### EXERCISE
Retype the following material line for line, with no changes.
>> start INPUT DATA
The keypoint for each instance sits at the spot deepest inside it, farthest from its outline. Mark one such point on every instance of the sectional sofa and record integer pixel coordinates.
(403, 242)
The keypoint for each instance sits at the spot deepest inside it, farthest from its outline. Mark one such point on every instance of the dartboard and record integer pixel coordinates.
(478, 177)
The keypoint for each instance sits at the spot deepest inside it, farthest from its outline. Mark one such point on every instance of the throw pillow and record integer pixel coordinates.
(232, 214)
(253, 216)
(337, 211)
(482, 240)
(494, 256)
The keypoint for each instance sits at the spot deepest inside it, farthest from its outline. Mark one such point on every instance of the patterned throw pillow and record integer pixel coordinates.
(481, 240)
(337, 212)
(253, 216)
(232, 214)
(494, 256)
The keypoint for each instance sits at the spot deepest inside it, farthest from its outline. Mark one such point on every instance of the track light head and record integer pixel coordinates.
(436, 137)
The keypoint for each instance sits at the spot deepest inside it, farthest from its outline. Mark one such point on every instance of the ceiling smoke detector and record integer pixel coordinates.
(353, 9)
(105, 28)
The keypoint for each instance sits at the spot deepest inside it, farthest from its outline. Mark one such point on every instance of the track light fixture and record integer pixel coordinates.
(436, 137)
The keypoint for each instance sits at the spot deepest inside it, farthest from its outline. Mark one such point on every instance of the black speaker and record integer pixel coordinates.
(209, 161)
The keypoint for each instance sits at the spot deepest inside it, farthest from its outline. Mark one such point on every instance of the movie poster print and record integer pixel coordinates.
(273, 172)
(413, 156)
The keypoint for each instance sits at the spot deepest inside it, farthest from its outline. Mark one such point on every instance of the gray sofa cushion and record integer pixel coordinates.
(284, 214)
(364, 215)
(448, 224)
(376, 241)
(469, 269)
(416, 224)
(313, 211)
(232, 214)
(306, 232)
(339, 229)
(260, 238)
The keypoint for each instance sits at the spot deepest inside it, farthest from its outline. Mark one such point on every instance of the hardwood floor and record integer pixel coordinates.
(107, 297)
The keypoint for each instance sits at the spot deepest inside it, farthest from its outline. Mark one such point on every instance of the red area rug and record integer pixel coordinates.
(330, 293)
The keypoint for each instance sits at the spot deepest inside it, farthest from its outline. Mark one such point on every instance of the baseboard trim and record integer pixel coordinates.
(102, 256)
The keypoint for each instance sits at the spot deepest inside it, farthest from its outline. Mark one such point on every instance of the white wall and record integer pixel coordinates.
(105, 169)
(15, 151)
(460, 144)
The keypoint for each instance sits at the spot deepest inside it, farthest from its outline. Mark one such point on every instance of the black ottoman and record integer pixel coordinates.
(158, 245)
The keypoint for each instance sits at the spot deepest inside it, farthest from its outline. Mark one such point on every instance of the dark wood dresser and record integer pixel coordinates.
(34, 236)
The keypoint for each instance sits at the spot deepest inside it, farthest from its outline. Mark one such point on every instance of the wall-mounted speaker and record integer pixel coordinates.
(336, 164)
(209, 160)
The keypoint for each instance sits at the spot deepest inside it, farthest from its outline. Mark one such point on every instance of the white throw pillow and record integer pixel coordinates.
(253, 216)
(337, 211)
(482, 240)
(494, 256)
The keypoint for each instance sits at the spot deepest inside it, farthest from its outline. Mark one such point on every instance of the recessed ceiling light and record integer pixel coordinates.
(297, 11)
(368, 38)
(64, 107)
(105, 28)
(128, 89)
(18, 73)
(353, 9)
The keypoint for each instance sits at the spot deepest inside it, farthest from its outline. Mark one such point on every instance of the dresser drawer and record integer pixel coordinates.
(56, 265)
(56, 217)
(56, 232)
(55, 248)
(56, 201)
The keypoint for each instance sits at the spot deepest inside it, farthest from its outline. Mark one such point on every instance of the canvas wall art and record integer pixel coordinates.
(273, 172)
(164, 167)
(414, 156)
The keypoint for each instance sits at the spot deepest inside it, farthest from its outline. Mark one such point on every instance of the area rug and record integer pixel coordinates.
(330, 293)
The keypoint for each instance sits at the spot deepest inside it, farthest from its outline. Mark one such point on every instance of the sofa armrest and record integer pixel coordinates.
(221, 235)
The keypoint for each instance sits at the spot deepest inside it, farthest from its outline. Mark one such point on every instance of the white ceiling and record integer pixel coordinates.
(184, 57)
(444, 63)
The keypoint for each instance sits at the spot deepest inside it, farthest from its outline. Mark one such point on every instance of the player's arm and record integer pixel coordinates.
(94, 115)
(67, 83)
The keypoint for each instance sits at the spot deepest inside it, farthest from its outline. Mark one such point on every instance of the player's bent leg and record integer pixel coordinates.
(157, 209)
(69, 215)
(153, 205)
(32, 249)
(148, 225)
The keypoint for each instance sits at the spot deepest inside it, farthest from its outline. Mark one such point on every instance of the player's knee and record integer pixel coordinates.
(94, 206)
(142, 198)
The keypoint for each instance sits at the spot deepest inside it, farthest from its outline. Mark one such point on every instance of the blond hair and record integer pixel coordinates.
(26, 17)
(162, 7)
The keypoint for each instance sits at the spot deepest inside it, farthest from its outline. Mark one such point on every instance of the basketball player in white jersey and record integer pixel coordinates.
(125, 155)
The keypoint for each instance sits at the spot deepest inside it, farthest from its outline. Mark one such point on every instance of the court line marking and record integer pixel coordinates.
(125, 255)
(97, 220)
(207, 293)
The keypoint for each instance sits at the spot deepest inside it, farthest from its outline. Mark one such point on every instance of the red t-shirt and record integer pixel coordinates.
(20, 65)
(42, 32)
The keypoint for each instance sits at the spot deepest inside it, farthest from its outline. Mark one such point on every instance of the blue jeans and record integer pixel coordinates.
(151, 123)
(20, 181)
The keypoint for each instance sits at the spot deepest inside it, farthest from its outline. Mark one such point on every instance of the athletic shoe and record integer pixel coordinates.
>> end INPUT DATA
### SOLUTION
The keypoint for each instance sits at the spot deepest inside it, farthest from its outline. Mark one such point on every instance of the sectional sofa and record integer pixel coordinates.
(403, 242)
The keypoint for each instance sits at the spot deepest inside it, farthest from its outline. Mark one such point on every instance of the dartboard and record integer pixel coordinates.
(478, 177)
The keypoint for each instance sits at the spot deepest inside it, farthest from its outline. Mark one such point on every instance of the throw pillow and record integer pixel coordinates.
(232, 214)
(253, 216)
(337, 211)
(482, 240)
(494, 256)
The keypoint for each instance sits at the spot deepest inside it, farthest from its outline. Mark one such point on every instance of the patterned throw pillow and record integer pixel coordinates.
(481, 240)
(337, 212)
(253, 216)
(232, 214)
(494, 256)
The keypoint for each instance sits at the spot deepest inside it, farthest from its outline. Mark one such point on every instance of the track light head and record integer pixel coordinates.
(436, 137)
The keypoint for each instance sits at the spot deepest inside it, farthest from its outline. Mark one such point on every instance of the ceiling smoke detector and record integer pixel coordinates.
(353, 9)
(105, 28)
The keypoint for each instance sits at the spot deepest inside it, farthest from its outline. Mark one such point on every instance of the track light fixture and record integer pixel coordinates.
(436, 137)
The keypoint for each instance sits at the spot deepest inside it, farthest from its outline. Mark one such point on every instance of the black speaker and record integer pixel coordinates.
(209, 161)
The keypoint for each instance sits at the spot deepest inside it, farthest from its outline. Mark one such point on every instance of the movie poster print and record integer pixel coordinates.
(273, 172)
(413, 156)
The keypoint for each instance sits at the spot deepest inside it, farthest from its outline. Mark one such point on every instance of the gray sofa cushion and record integer pixel coordinates.
(284, 214)
(364, 215)
(448, 224)
(376, 241)
(469, 269)
(416, 224)
(313, 211)
(232, 214)
(306, 232)
(339, 229)
(260, 238)
The keypoint for each instance sits at the spot deepest inside it, farthest from its outline. Mark one such point on every instance of the hardwood floor and record integer pixel coordinates.
(107, 297)
The keypoint for each instance sits at the spot deepest inside it, farthest from its outline. Mark one such point on every instance of the red area rug and record integer pixel coordinates.
(330, 293)
The keypoint for each instance sits at the spot deepest inside it, farthest from its outline. Mark one such point on every instance of the baseboard trim and record integer pixel coordinates.
(102, 256)
The keypoint for each instance sits at the spot deepest inside it, farthest from its outline. Mark one such point on every instance of the white wall and record integer pixel coordinates.
(105, 169)
(15, 151)
(460, 144)
The keypoint for each instance sits at the spot deepest inside it, farthest from its outline. Mark one such point on every instance of the black ottoman and record integer pixel coordinates.
(158, 245)
The keypoint for each instance sits at the spot deepest inside it, farthest from its outline. Mark one such point on every instance of the dark wood dresser and record integer pixel coordinates.
(34, 236)
The keypoint for each instance sits at the spot deepest inside it, farthest from its outline. Mark one such point on every instance of the wall-mounted speaker and record integer pixel coordinates.
(336, 164)
(209, 160)
The keypoint for each instance sits at the spot deepest inside it, farthest from its outline. Mark one such point on every instance of the white throw pillow and record integer pixel coordinates.
(253, 216)
(337, 211)
(482, 240)
(494, 256)
The keypoint for each instance sits at the spot deepest inside it, farthest from its outline. Mark one such point on every instance of the recessed ceiling light and record integer pixel coordinates.
(297, 11)
(368, 38)
(64, 107)
(105, 28)
(128, 89)
(18, 73)
(353, 9)
The keypoint for each instance sits at the spot deepest inside it, farthest from its outline. Mark one such point on every instance of the dresser drawer and record integer pixel coordinates.
(56, 265)
(56, 217)
(56, 232)
(55, 248)
(56, 201)
The keypoint for each instance sits at the spot deepest inside it, farthest from its outline. Mark one such point on every instance of the canvas wall art and record integer pixel coordinates.
(273, 172)
(164, 167)
(414, 156)
The keypoint for each instance sits at the spot deepest inside it, farthest from its outline. Mark one such point on every instance of the area rug and record integer pixel coordinates.
(330, 293)
The keypoint for each instance sits at the spot deepest inside it, farthest from its outline. Mark one such point on every instance of the sofa armrest and record integer pixel coordinates.
(221, 235)
The keypoint for each instance sits at the spot deepest inside it, farthest from its outline. Mark one such point on every instance of the white ceiling and record integer pixel coordinates.
(184, 57)
(444, 63)
The keypoint for each instance sits at the spot deepest inside it, farthest from its outline. Mark one such point on every instance of the player's arm and record integer pixel coordinates.
(94, 115)
(67, 83)
The keypoint for each instance sits at the spot deepest inside it, farthest from its outline. Mark one such point on every instance of the player's bent leg and record integer pixel coordinates.
(157, 209)
(69, 215)
(153, 205)
(32, 249)
(148, 225)
The keypoint for each instance sits at the spot deepest inside it, farthest from its outline. Mark one such point on every instance of the player's knee and record integer pixel coordinates.
(94, 206)
(142, 198)
The keypoint for each instance sits at the spot deepest inside it, farthest from its outline. Mark one such point on every instance of the blond hair and record integer pixel coordinates.
(26, 17)
(162, 7)
The keypoint for each instance sits at the spot deepest inside it, farthest from its outline. Mark one such point on every instance of the basketball player in white jersey and record integer pixel coordinates.
(125, 155)
The keypoint for each instance sits at the spot deepest inside it, farthest from its outline. Mark one such point on every instance of the court line marking and record integer pixel coordinates.
(125, 255)
(97, 220)
(207, 293)
The keypoint for each instance sits at the spot deepest inside it, farthest from its outline. Mark one such point on every instance of the red t-shirt and record integer pixel coordinates.
(20, 65)
(42, 32)
The keypoint for each instance sits at the spot deepest inside it, farthest from its outline. Mark one such point on every instance of the blue jeans and record integer pixel coordinates.
(151, 123)
(20, 181)
The keypoint for each instance sits at the spot deepest inside it, farthest from its outline. Mark one such point on every instance of the athletic shoe and record integer pixel coordinates.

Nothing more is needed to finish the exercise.